▸ **Information supplied**:
::::
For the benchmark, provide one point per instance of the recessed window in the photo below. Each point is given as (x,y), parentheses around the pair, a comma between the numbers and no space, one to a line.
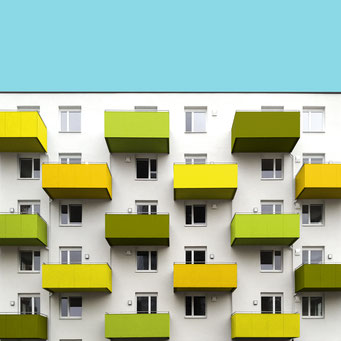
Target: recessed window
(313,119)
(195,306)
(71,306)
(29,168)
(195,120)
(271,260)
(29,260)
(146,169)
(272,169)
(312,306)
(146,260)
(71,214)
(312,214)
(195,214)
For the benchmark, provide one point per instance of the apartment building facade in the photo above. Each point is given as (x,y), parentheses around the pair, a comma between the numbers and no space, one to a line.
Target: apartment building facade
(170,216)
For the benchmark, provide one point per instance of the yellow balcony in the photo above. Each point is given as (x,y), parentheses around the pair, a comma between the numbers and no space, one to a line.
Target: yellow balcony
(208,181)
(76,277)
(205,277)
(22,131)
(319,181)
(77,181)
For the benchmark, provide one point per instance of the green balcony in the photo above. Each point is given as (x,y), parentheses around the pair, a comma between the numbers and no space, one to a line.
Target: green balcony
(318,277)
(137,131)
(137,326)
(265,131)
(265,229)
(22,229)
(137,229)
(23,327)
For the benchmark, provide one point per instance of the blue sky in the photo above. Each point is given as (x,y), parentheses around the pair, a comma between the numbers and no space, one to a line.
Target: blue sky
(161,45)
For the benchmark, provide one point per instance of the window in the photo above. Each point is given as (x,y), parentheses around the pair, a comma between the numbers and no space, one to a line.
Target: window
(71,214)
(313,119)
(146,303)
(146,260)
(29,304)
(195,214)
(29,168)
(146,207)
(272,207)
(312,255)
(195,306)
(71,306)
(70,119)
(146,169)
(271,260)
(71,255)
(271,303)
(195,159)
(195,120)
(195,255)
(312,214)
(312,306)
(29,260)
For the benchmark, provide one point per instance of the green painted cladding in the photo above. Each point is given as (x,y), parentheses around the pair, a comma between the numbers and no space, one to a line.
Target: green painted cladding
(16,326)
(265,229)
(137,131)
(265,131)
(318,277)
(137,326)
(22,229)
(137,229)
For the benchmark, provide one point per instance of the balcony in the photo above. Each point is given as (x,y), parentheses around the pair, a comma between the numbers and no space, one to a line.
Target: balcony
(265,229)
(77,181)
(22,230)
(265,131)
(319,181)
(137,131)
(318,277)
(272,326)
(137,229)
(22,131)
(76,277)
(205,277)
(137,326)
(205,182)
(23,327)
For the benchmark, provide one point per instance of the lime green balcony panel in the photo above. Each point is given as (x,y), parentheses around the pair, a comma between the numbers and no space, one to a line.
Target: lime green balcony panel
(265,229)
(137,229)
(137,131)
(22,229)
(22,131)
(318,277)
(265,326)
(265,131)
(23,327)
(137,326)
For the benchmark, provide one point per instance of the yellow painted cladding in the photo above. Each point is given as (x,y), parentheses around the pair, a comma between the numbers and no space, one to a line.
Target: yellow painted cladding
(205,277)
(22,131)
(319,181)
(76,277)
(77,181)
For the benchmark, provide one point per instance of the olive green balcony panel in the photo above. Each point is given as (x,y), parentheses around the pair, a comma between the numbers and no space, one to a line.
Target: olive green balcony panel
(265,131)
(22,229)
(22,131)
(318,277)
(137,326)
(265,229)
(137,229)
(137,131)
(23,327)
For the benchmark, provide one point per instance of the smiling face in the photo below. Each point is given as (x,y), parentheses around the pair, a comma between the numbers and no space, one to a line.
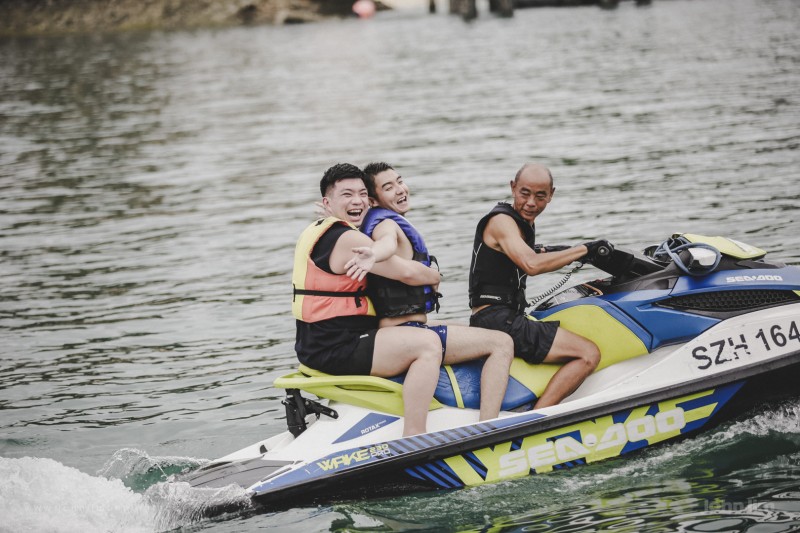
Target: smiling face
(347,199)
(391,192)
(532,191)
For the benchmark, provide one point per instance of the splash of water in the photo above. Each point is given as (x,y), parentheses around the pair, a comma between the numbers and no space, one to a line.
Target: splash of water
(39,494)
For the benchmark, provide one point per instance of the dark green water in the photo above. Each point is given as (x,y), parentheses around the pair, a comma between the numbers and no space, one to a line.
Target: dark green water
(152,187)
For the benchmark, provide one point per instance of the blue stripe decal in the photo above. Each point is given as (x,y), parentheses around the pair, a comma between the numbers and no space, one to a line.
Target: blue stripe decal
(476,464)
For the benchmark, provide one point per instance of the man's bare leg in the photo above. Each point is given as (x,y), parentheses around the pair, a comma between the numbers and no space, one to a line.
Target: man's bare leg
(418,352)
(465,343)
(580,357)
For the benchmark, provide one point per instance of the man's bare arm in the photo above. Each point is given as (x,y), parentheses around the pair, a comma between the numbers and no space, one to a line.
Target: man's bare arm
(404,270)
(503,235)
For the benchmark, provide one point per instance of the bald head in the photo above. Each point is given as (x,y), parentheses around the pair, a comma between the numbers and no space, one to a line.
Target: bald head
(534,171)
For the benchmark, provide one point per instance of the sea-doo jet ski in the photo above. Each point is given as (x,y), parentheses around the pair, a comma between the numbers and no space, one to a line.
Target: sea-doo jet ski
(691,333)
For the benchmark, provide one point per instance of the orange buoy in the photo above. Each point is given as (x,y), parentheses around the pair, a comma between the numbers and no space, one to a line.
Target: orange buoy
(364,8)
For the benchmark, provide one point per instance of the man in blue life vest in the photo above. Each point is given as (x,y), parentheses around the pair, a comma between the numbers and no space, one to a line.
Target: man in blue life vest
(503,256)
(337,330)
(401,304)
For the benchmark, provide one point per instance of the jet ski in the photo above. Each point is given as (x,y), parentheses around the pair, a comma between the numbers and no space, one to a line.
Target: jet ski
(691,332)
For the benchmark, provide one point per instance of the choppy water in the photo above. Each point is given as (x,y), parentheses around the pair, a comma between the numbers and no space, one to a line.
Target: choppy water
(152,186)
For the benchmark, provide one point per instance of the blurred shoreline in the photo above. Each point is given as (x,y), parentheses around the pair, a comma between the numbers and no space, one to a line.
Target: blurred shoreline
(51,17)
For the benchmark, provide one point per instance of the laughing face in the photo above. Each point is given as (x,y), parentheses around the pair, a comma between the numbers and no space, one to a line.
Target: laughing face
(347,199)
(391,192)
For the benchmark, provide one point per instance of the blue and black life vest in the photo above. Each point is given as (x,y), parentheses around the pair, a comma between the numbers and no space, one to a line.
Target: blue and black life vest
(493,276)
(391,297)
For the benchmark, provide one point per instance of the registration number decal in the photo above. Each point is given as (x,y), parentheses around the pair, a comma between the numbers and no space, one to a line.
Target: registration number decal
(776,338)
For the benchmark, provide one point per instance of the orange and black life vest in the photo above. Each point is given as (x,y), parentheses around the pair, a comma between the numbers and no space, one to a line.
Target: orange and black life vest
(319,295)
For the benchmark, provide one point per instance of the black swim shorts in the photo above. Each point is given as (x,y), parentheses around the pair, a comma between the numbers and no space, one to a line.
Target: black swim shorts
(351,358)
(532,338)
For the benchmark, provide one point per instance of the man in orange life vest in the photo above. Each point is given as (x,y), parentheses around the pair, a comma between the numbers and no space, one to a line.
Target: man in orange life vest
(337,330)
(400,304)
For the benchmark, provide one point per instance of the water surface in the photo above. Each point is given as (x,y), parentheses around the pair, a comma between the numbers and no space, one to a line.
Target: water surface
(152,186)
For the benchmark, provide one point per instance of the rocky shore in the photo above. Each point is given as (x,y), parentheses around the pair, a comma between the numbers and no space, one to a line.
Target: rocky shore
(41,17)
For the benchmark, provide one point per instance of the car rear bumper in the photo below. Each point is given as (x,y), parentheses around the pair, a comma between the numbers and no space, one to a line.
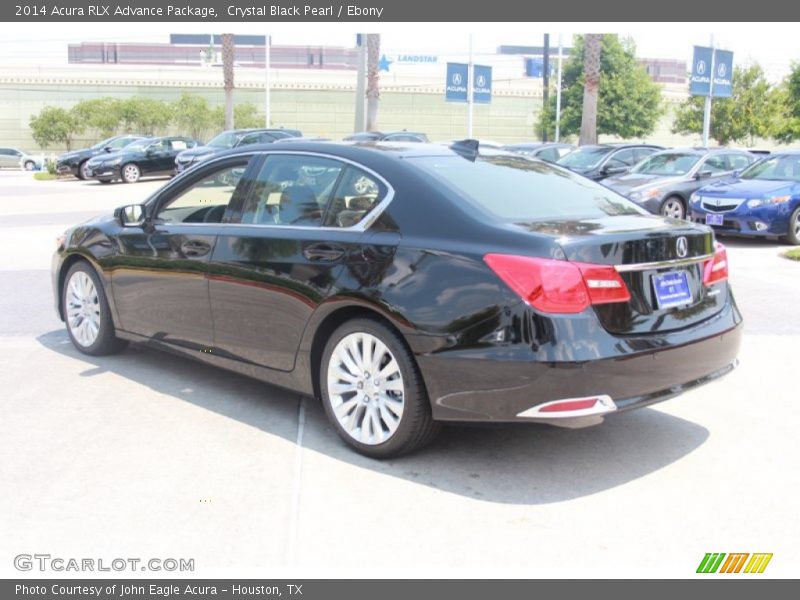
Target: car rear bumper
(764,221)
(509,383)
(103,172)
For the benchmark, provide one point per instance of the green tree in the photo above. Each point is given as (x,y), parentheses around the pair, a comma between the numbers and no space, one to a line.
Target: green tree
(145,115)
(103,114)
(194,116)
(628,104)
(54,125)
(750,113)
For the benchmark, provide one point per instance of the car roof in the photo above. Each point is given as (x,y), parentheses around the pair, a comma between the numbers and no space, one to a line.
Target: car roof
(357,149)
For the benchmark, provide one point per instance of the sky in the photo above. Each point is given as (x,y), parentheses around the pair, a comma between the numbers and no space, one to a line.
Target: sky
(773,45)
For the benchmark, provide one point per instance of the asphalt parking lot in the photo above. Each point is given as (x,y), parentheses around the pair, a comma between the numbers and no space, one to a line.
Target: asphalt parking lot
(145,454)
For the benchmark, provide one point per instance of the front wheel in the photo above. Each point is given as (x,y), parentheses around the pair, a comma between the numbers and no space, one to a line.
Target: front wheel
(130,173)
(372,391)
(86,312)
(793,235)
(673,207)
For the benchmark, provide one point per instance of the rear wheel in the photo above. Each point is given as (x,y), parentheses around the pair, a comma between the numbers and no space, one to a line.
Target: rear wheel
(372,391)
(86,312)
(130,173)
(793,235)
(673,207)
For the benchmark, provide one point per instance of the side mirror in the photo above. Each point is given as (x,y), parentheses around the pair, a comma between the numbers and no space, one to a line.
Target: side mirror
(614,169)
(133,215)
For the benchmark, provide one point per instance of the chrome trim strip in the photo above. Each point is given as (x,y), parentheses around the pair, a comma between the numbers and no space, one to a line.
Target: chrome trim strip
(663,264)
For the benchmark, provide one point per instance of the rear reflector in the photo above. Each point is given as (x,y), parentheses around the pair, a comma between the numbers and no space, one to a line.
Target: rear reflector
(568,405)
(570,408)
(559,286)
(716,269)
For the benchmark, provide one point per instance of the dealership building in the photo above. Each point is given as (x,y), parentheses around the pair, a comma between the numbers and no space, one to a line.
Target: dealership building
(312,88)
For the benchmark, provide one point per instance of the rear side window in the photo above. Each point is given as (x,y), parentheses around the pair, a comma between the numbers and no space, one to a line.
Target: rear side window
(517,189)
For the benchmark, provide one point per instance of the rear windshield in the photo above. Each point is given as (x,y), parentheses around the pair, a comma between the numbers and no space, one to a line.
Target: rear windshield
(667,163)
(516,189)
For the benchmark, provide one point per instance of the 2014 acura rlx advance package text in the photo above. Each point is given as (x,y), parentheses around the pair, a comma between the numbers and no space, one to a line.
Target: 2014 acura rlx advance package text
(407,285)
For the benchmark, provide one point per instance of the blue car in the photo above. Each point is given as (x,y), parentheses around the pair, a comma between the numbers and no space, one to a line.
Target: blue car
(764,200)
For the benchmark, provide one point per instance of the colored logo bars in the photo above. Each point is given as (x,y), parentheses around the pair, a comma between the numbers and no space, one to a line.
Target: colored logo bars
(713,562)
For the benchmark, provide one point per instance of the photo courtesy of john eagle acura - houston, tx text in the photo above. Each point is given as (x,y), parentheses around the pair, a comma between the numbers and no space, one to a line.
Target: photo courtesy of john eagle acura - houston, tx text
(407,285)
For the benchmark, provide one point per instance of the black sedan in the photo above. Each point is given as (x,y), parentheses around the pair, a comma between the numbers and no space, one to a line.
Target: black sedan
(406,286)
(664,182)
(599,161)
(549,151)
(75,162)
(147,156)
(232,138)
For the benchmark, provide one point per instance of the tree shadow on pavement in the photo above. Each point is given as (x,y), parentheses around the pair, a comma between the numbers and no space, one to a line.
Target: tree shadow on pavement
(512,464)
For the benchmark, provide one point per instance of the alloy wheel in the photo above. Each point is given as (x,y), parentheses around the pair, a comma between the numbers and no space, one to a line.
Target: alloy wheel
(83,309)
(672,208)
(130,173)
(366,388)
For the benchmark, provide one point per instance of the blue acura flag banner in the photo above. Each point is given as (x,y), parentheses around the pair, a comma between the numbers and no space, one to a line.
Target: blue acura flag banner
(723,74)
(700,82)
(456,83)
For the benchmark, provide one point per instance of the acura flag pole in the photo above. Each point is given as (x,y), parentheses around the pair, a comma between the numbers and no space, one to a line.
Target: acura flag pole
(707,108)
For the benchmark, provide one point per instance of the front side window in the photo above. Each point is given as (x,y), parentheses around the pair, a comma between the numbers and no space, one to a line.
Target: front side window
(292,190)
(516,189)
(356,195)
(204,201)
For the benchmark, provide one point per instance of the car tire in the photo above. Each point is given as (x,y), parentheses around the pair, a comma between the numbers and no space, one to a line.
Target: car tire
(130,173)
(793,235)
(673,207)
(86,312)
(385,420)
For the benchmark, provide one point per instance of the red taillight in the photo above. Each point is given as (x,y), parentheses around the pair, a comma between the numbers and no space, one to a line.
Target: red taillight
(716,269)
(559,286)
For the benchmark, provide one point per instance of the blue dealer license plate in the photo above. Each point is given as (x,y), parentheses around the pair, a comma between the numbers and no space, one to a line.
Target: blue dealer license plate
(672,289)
::::
▸ **Exercise**: Reproduce exactly the line that holds "the blue acura", then every line after it, ending with the final line of the records above.

▸ **Answer for the task**:
For the benchmark, provide one point per instance of the blue acura flag banner in the photo above. Each point is given as (x,y), parentheses around the pair, a comma between the numbers and no space, one to a line.
Target: blue acura flag banner
(723,74)
(700,82)
(456,83)
For the benchmark, provide one point per instance of the acura flag pole in the photo above. Each point is given as (x,y), parentheses around the pair, a comma between the numbers and no space, one to a line.
Target: acura flag pole
(707,108)
For the benchmark, provide one point per instance of the front side window in the photo above. Each point is given as (x,y), parentheses around the pair, a comma between the numbers and no space, one to a line.
Target: front side window
(292,190)
(516,189)
(356,195)
(204,201)
For the benchmark, provide one point per instance of the car tire in the photo above. Each point is given as (x,y), parentheses around the pair, a comma between the numbers and no space, one to a line.
Target: car tire
(130,173)
(793,235)
(673,207)
(86,312)
(385,420)
For the benchmark, provide one point per instance of the red taillight in the photo above. Each point is given as (x,y), parentheses around the pair, a comma between the numbers and no space, one to a line.
Target: red taillight
(716,269)
(559,286)
For the benchmark, provide one point per instance of the blue dealer license plate in the photo above. Each point is given as (x,y), parentheses around the pair, a comma between the numbers and no space, one to a line.
Target: blue dealer license plate
(672,289)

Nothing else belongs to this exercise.